#### [WHAT TO PRODUCE]
For the records below, reproduce exactly the line that contains "Target: crosswalk stripe" and all subsequent lines, with nothing left out and nothing added.

Dataset entries
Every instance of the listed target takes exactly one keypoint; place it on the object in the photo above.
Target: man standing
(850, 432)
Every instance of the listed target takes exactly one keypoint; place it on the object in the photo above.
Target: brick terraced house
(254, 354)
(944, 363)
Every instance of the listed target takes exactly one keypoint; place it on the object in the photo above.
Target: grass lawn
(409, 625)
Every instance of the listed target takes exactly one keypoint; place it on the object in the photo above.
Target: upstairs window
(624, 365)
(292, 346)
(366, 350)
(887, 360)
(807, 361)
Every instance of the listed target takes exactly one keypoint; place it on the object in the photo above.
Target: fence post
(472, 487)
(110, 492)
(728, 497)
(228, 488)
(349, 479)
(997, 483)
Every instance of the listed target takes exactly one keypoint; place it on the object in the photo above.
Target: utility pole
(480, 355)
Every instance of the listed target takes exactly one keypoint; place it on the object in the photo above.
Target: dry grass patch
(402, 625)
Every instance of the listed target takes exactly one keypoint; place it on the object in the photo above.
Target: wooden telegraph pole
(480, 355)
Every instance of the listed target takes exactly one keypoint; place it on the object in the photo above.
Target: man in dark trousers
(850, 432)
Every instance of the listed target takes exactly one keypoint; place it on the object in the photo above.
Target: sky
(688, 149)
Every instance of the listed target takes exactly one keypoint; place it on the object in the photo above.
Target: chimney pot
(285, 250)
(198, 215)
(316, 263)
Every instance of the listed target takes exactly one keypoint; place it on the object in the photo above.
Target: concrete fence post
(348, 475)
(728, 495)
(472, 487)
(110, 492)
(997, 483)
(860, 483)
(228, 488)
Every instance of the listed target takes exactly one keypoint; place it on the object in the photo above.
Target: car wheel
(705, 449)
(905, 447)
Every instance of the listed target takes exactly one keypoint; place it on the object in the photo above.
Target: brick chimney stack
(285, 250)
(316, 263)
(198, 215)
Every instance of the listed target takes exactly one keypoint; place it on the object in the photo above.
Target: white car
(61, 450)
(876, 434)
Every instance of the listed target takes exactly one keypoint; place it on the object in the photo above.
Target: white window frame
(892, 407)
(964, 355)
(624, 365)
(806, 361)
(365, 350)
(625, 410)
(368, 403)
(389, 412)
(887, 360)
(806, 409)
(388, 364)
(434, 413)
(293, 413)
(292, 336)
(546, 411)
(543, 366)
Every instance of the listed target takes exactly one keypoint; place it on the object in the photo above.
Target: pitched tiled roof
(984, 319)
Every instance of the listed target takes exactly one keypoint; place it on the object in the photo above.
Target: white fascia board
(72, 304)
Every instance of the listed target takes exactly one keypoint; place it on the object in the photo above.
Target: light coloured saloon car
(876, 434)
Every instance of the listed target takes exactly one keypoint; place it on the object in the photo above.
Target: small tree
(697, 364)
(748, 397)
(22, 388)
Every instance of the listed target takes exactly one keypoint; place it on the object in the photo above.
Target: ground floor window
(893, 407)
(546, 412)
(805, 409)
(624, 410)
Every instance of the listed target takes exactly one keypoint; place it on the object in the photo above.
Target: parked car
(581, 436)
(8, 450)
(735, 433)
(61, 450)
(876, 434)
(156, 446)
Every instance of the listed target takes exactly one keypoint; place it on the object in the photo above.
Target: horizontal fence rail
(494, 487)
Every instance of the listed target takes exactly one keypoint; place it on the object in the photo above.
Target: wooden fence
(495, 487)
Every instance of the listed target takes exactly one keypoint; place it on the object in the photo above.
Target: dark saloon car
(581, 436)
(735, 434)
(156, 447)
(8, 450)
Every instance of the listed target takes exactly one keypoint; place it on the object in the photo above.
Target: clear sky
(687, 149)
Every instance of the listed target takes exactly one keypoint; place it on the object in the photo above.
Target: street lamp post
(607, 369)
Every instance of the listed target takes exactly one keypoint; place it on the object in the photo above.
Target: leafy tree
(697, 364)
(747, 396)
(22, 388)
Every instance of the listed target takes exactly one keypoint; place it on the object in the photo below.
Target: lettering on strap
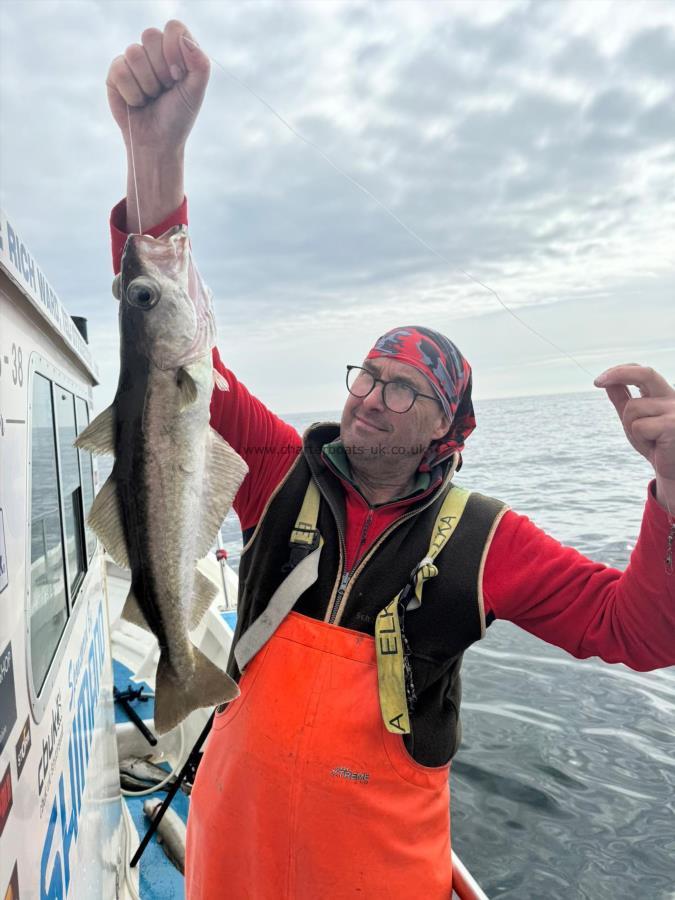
(393, 666)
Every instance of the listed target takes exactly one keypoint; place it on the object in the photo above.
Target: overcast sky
(532, 144)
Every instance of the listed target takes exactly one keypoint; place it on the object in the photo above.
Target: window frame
(57, 378)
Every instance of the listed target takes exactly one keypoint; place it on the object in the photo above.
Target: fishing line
(133, 169)
(413, 234)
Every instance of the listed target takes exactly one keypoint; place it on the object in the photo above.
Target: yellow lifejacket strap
(389, 641)
(305, 525)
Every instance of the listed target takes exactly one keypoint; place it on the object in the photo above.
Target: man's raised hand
(648, 420)
(163, 79)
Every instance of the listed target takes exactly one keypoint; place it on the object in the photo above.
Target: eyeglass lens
(397, 397)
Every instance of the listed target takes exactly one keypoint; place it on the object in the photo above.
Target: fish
(174, 477)
(171, 832)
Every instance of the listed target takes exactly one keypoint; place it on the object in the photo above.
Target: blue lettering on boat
(58, 844)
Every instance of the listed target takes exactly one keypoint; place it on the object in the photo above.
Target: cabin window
(71, 491)
(48, 609)
(87, 471)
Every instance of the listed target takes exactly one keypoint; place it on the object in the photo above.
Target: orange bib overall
(302, 794)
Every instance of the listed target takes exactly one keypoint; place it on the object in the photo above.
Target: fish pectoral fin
(176, 697)
(133, 613)
(187, 387)
(105, 518)
(203, 595)
(223, 474)
(99, 435)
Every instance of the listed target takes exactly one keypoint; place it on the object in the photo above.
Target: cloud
(529, 144)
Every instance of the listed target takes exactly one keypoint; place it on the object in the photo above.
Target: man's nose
(375, 399)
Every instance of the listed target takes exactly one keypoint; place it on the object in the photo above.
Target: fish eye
(143, 292)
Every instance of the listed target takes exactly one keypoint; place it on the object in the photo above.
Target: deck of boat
(134, 659)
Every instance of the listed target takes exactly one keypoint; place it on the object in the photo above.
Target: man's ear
(443, 427)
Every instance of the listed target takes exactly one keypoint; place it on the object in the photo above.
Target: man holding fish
(365, 576)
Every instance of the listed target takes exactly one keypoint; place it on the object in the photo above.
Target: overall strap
(393, 665)
(303, 568)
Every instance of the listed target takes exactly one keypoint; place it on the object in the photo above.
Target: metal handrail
(464, 884)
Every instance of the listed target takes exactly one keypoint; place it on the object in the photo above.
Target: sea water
(564, 786)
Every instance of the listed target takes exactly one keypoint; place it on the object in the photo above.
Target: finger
(122, 81)
(172, 49)
(651, 428)
(650, 383)
(620, 396)
(152, 41)
(138, 62)
(646, 407)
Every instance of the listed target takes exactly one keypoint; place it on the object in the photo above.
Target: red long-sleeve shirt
(529, 578)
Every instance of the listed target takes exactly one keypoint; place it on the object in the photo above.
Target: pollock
(174, 478)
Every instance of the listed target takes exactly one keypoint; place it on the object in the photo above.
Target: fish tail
(176, 697)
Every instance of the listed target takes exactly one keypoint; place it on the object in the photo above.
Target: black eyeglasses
(397, 396)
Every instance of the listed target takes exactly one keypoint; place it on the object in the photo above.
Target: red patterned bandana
(449, 374)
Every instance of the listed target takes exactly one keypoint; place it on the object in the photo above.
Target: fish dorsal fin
(187, 387)
(220, 381)
(223, 474)
(105, 518)
(133, 613)
(99, 435)
(203, 595)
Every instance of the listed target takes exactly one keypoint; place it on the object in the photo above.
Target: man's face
(369, 430)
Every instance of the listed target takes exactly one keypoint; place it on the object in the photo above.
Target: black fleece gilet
(450, 619)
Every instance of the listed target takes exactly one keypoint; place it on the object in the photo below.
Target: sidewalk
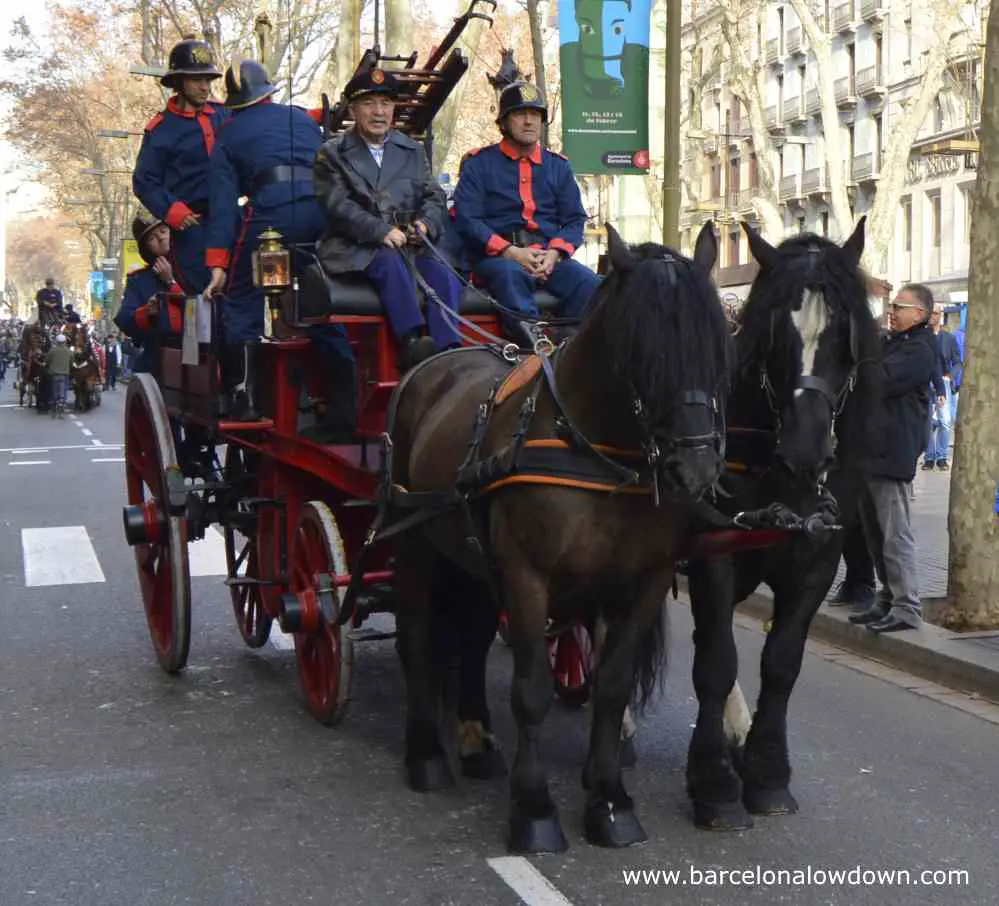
(965, 661)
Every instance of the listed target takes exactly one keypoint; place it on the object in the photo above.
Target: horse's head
(805, 330)
(670, 350)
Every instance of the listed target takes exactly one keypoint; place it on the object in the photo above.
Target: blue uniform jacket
(501, 191)
(140, 287)
(171, 173)
(252, 142)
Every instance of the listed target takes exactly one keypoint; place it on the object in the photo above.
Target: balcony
(843, 19)
(866, 167)
(846, 93)
(790, 187)
(795, 43)
(794, 111)
(874, 10)
(870, 82)
(815, 181)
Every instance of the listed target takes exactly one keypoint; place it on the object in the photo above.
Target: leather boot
(239, 373)
(413, 349)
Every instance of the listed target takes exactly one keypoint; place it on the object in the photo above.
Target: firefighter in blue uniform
(265, 152)
(171, 173)
(380, 198)
(142, 314)
(520, 214)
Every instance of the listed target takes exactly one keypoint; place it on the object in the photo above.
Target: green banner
(604, 57)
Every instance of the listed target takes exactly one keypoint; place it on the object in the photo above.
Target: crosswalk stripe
(59, 555)
(207, 556)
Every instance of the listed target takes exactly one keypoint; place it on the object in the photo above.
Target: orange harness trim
(604, 487)
(523, 373)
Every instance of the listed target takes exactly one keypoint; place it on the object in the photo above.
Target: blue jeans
(571, 283)
(940, 424)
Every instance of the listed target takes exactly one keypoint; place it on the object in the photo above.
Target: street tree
(973, 521)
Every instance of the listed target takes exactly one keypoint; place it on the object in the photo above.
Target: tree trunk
(399, 36)
(538, 54)
(973, 524)
(347, 50)
(446, 121)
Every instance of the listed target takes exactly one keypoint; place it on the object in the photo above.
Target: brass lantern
(271, 264)
(271, 273)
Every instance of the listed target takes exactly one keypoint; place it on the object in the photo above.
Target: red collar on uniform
(510, 151)
(174, 107)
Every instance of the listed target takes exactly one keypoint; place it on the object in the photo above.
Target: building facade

#### [TASK OUTPUT]
Target: crosswalk stripe
(59, 555)
(207, 556)
Every instance of the listed target takes exactly one keypoint; place it on the object in the photo above.
Target: orange harness trim
(604, 487)
(523, 373)
Every instance of the listed target takes exactly one keypoint; place it on the object in the photo above.
Target: blue jeans
(571, 283)
(940, 424)
Every instance of the listed target takes exactly one keypoint; place it on the object in the photo above.
Target: street tree
(973, 521)
Every instance of the listed target takes exactly one keypoint; place it on the object in the photo above.
Target: tree trunk
(399, 36)
(538, 54)
(973, 524)
(347, 50)
(446, 121)
Every instance of the listed target takes exactly one keypoint; place it on the object in the photo above.
Target: brass lantern
(271, 264)
(271, 273)
Every instance of the listed target takes exactly one keypoint; place it on the object in the photo above.
Target: red collar on uniform
(510, 151)
(174, 107)
Every instance of the listed target takes exactly one keypoint; place it on the object in the photo above.
Target: building facade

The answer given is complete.